*** Text block ***

CONSOLIDATED VARIABLE INTEREST ENTITIES
Enbridge Energy Partners, L.P.
EEP is a publicly-traded Delaware limited partnership and is considered a VIE as its limited partners do not have substantive kick-out rights or participating rights. Through our wholly-owned subsidiary, Enbridge Energy Company, Inc. (EECI), we have the power to direct EEP’s activities and have a significant impact on EEP’s economic performance. Along with an economic interest held through an indirect common interest and general partner interest through EECI, and through our 100% ownership of EECI, we are the primary beneficiary of EEP. As at December 31, 2017 and 2016, our economic interest in EEP was 34.6% and 35.3% respectively. The public owns the remaining interests in EEP.

***

■ **Written instruction 1**
Retype the following lines of the listing word for word, starting at the line that contains "Each instance of the barge" and ending after the line that contains "171), (173, 109)]".

*** Working data ***

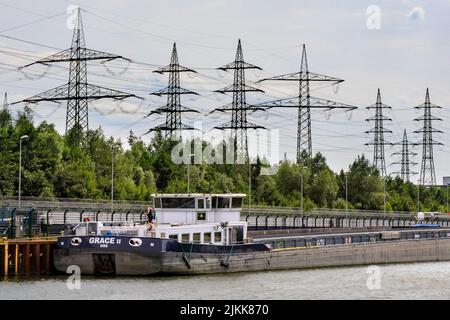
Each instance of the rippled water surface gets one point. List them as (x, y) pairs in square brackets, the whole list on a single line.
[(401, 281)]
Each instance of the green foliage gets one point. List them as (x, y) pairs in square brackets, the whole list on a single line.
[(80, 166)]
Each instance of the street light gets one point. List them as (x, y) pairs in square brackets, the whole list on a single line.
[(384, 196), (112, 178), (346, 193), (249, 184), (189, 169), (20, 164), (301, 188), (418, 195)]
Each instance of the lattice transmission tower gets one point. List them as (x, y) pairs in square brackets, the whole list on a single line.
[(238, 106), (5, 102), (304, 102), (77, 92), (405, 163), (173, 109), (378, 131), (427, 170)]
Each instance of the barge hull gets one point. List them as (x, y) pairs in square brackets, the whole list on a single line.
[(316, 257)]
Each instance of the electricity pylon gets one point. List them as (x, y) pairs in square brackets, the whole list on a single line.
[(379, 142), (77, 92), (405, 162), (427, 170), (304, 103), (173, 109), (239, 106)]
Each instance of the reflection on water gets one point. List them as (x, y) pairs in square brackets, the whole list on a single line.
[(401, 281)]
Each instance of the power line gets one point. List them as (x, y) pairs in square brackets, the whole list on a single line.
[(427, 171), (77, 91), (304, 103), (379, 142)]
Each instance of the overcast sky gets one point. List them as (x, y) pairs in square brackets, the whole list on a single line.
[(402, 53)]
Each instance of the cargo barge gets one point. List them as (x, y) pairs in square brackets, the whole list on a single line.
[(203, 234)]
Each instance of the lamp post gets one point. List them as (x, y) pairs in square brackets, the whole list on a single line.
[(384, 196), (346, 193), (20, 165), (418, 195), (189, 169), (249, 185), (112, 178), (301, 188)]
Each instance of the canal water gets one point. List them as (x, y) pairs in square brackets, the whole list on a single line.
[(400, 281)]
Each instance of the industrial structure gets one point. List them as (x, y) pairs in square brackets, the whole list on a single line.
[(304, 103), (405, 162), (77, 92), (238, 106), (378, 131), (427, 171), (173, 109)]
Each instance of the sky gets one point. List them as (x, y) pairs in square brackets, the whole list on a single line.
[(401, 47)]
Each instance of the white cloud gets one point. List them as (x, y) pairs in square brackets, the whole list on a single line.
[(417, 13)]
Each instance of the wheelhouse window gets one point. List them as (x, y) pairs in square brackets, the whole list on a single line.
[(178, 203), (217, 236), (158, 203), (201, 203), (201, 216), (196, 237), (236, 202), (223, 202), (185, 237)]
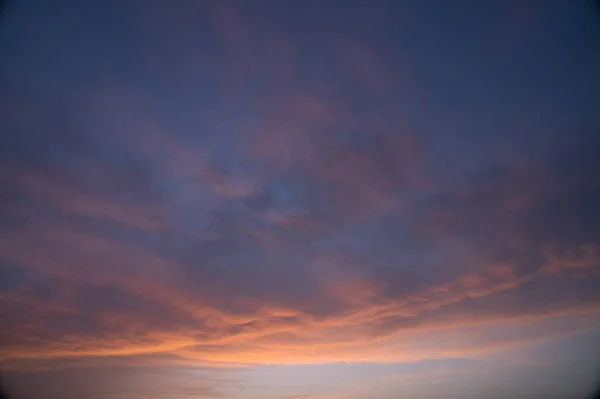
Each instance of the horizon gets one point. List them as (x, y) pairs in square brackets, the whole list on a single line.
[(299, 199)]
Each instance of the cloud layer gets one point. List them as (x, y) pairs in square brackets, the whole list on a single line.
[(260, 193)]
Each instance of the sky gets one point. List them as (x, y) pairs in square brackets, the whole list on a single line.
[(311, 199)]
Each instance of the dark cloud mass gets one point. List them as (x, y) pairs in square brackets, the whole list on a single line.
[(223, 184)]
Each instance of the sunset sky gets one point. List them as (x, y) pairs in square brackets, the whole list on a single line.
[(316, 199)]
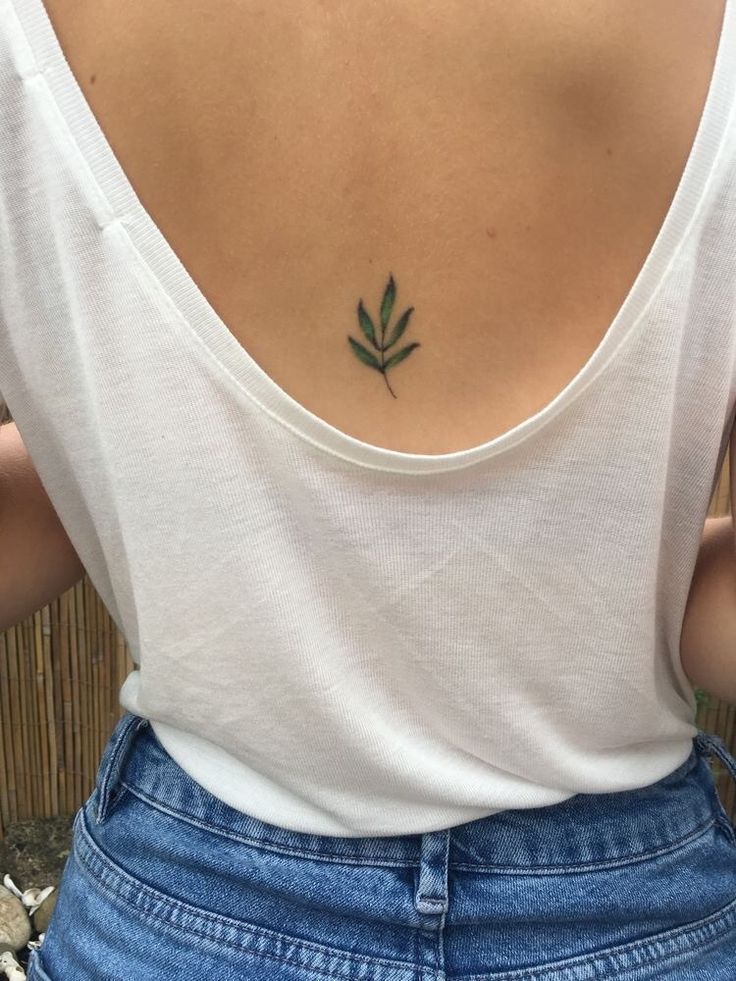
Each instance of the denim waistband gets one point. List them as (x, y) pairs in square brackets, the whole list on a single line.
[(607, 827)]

***

■ **Written instruction 2**
From the text on Enbridge Energy Partners, echo word for word the part that starts at the words "EEP is a publicly-traded" and ends after the words "interests in EEP.".

■ **Correct output 1**
Each instance of the barge hull gets one point. List them as (x, y) pairs in square brackets, the whole list on a single line.
[(316, 257)]
Each instance of the electricity pylon gets one point. List them as (x, y) pairs in square brackets, the whole list on a single line.
[(379, 142), (77, 92), (405, 162), (427, 170), (304, 103), (173, 109), (239, 106)]
Each instance of the reflection on water gets one point. List them as (x, y) pairs in square brackets, the whole list on a single line.
[(401, 281)]
Each instance of the power line gets one point. List them as (x, y) pairs in square brackets, the whole list on a single line.
[(427, 171), (77, 91), (304, 103), (379, 142)]
Each instance of the overcast sky gets one point. List them as (x, y) pairs in square brackets, the whole list on a single line.
[(402, 53)]
Each instance of the cargo barge gets one point. List them as (x, y) pairs in square brackets, the whole list on a single line.
[(203, 234)]
Each instance of the lamp post gets one point. List them as (x, y) pairs in square brackets, the whole list on a single line.
[(384, 196), (346, 193), (20, 165), (418, 195), (189, 169), (249, 185), (112, 178), (301, 188)]
Each instance of the canal water gets one point. List them as (x, y) pairs in square brackets, the whole list on a single line.
[(400, 281)]
Each instance of the industrial structure gets one point. List them as (x, y) pairs in square brackets, the whole list on a single line.
[(304, 103), (405, 162), (77, 92), (238, 106), (378, 131), (427, 171), (173, 109)]

■ **Correct output 2**
EEP is a publicly-traded Delaware limited partnership and is considered a VIE as its limited partners do not have substantive kick-out rights or participating rights. Through our wholly-owned subsidiary, Enbridge Energy Company, Inc. (EECI), we have the power to direct EEP’s activities and have a significant impact on EEP’s economic performance. Along with an economic interest held through an indirect common interest and general partner interest through EECI, and through our 100% ownership of EECI, we are the primary beneficiary of EEP. As at December 31, 2017 and 2016, our economic interest in EEP was 34.6% and 35.3% respectively. The public owns the remaining interests in EEP.